• **SET EXERCISE**
Rewrite all the entries below as a numbered list with no blank lines, and leave the pictures out of your answer.

• **EXERCISE DATA**
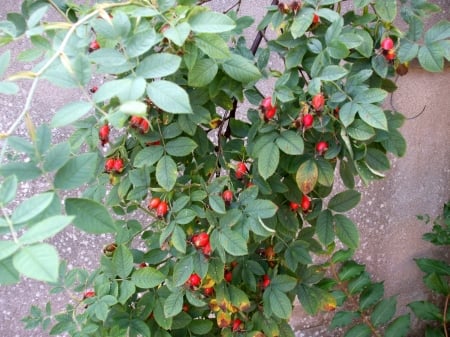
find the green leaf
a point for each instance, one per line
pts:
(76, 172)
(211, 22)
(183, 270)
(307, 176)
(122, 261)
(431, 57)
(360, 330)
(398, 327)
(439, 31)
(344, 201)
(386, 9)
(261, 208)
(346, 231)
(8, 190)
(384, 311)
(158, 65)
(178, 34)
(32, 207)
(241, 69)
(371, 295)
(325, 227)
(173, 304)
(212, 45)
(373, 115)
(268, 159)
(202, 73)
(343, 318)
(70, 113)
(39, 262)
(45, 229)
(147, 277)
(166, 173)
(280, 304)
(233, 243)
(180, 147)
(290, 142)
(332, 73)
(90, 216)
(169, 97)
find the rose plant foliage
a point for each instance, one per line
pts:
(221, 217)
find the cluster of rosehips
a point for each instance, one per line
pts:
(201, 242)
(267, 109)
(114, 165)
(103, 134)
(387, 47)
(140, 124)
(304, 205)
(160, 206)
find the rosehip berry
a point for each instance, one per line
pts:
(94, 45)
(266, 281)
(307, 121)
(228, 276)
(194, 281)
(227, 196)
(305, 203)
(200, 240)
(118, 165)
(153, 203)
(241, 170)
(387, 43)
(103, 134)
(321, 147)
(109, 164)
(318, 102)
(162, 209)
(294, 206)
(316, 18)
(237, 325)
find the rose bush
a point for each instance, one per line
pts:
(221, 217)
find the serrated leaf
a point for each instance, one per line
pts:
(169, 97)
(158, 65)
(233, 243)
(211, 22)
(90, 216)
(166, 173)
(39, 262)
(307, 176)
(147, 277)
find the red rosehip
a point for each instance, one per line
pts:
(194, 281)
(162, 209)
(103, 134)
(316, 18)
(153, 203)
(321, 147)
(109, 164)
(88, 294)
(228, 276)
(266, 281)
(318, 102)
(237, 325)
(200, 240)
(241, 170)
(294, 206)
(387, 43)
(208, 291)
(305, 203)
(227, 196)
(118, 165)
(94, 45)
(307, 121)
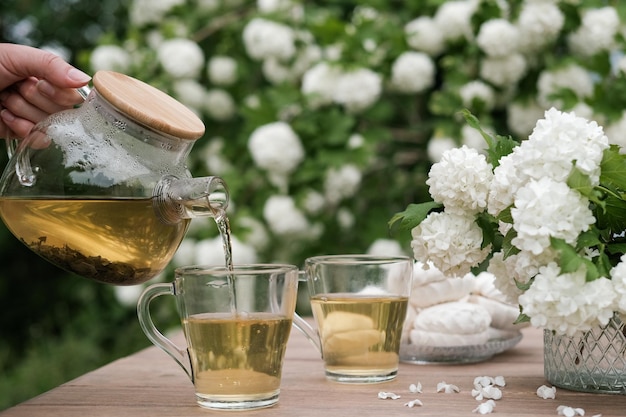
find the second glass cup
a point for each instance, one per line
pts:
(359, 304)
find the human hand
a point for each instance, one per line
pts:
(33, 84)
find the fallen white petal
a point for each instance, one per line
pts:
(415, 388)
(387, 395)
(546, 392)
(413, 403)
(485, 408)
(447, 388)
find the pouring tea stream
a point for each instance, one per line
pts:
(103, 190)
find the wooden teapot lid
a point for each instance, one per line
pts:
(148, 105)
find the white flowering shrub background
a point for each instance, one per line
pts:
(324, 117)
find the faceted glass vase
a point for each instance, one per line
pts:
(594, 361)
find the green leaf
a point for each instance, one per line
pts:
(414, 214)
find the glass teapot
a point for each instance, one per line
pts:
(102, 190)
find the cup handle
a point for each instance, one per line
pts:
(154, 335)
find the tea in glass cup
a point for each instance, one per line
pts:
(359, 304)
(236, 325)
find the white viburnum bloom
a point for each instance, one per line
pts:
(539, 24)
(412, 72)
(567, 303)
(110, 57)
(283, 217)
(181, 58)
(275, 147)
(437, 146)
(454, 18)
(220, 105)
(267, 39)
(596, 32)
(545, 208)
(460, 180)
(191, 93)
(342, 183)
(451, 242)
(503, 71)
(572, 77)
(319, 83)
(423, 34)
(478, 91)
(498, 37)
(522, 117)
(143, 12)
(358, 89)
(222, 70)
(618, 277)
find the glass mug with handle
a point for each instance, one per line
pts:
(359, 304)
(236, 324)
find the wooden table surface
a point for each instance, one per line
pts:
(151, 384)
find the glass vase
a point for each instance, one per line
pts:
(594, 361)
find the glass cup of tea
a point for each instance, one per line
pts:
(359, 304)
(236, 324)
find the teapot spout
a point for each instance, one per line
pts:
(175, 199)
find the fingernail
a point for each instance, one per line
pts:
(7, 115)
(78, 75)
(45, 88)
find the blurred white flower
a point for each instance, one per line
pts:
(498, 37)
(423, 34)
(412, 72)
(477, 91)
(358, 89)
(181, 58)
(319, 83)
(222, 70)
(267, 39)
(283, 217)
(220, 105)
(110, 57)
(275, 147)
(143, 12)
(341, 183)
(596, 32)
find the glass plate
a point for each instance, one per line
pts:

• **COMPLETE OUTPUT**
1. find the green leaf
2. a point for each instance, one per line
3. pts:
4. (76, 172)
5. (211, 22)
6. (183, 270)
7. (307, 176)
8. (122, 261)
9. (431, 57)
10. (360, 330)
11. (398, 327)
12. (439, 31)
13. (344, 201)
14. (386, 9)
15. (261, 208)
16. (346, 231)
17. (8, 190)
18. (384, 311)
19. (158, 65)
20. (178, 34)
21. (32, 207)
22. (241, 69)
23. (371, 295)
24. (325, 227)
25. (173, 304)
26. (212, 45)
27. (373, 115)
28. (268, 159)
29. (202, 73)
30. (343, 318)
31. (70, 113)
32. (39, 262)
33. (45, 229)
34. (147, 277)
35. (166, 173)
36. (280, 304)
37. (233, 243)
38. (180, 147)
39. (290, 142)
40. (332, 73)
41. (90, 216)
42. (169, 97)
43. find the rose plant foliage
44. a point for each instance, one per line
45. pts:
46. (221, 217)
47. find the cluster of rosehips
48. a point for each instance, one per line
49. pts:
50. (201, 242)
51. (267, 109)
52. (114, 165)
53. (103, 134)
54. (387, 47)
55. (140, 124)
56. (304, 205)
57. (160, 206)
58. find the rosehip berry
59. a point for each instance, one per line
60. pts:
61. (94, 45)
62. (266, 281)
63. (307, 121)
64. (228, 276)
65. (194, 281)
66. (227, 196)
67. (305, 203)
68. (200, 240)
69. (118, 165)
70. (153, 203)
71. (241, 170)
72. (387, 43)
73. (103, 134)
74. (321, 147)
75. (109, 164)
76. (318, 102)
77. (162, 209)
78. (294, 206)
79. (316, 18)
80. (237, 325)
81. find the rose bush
82. a point for each instance, one per line
83. pts:
84. (221, 217)
85. find the serrated leaf
86. a point for each instance, one per line
87. pts:
88. (169, 97)
89. (158, 65)
90. (233, 243)
91. (211, 22)
92. (90, 216)
93. (166, 173)
94. (39, 262)
95. (307, 176)
96. (147, 277)
97. find the red rosehip
98. a point for each instance, one per line
99. pts:
100. (194, 281)
101. (162, 209)
102. (103, 134)
103. (316, 18)
104. (153, 203)
105. (321, 147)
106. (109, 164)
107. (88, 294)
108. (228, 276)
109. (266, 281)
110. (318, 102)
111. (237, 325)
112. (200, 240)
113. (241, 170)
114. (294, 206)
115. (387, 43)
116. (208, 291)
117. (305, 203)
118. (227, 196)
119. (118, 165)
120. (94, 45)
121. (307, 121)
122. find the second glass cup
123. a point for each instance, one per line
124. pts:
125. (359, 304)
126. find the human hand
127. a point for each instance, one per line
128. pts:
129. (33, 84)
130. find the fallen white petal
131. a point for each instance, one per line
132. pts:
133. (415, 388)
134. (387, 395)
135. (546, 392)
136. (413, 403)
137. (485, 408)
138. (447, 388)
139. find the pouring tea stream
140. a point for each instance, one per line
141. pts:
142. (103, 190)
143. find the wooden teapot lid
144. a point for each instance, one per line
145. pts:
146. (148, 105)
147. find the white flowering shrub background
148. a point for each instance, one per line
149. pts:
150. (324, 117)
151. find the faceted glass vase
152. a point for each instance, one per line
153. pts:
154. (594, 361)
155. find the green leaf
156. a point for each instance, one per line
157. pts:
158. (414, 214)
159. find the glass teapot
160. a point for each instance, one per line
161. pts:
162. (102, 190)
163. find the cup handle
164. a point for each instance, one per line
165. pts:
166. (154, 335)
167. find the tea in glass cup
168. a point for each instance, one per line
169. pts:
170. (359, 304)
171. (236, 325)
172. find the white viburnum bloom
173. a point for each instance, one per line
174. pts:
175. (539, 24)
176. (412, 72)
177. (567, 303)
178. (110, 57)
179. (283, 217)
180. (181, 58)
181. (275, 147)
182. (437, 146)
183. (454, 18)
184. (220, 105)
185. (267, 39)
186. (596, 32)
187. (545, 208)
188. (460, 180)
189. (191, 93)
190. (342, 183)
191. (451, 242)
192. (503, 71)
193. (572, 77)
194. (319, 83)
195. (423, 34)
196. (478, 91)
197. (498, 37)
198. (522, 117)
199. (143, 12)
200. (358, 89)
201. (222, 70)
202. (618, 277)
203. find the glass mug with handle
204. a point for each instance, one per line
205. pts:
206. (359, 304)
207. (236, 324)
208. find the wooden table surface
209. a point for each instance, one per line
210. pts:
211. (151, 384)
212. find the glass vase
213. a point for each instance, one per line
214. pts:
215. (594, 361)
216. find the glass cup of tea
217. a point for each instance, one per line
218. pts:
219. (359, 304)
220. (236, 324)
221. find the teapot spout
222. a point for each instance, one per line
223. pts:
224. (175, 199)
225. find the fingernail
226. a point for each instance, one per line
227. pts:
228. (7, 115)
229. (78, 75)
230. (45, 88)
231. find the blurred white flower
232. a point for each instance, one per line
233. pts:
234. (498, 37)
235. (423, 34)
236. (412, 72)
237. (477, 91)
238. (358, 89)
239. (181, 58)
240. (319, 83)
241. (222, 70)
242. (267, 39)
243. (283, 217)
244. (220, 105)
245. (110, 57)
246. (275, 147)
247. (143, 12)
248. (341, 183)
249. (596, 32)
250. find the glass plate
251. a point for each instance, one per line
252. pts:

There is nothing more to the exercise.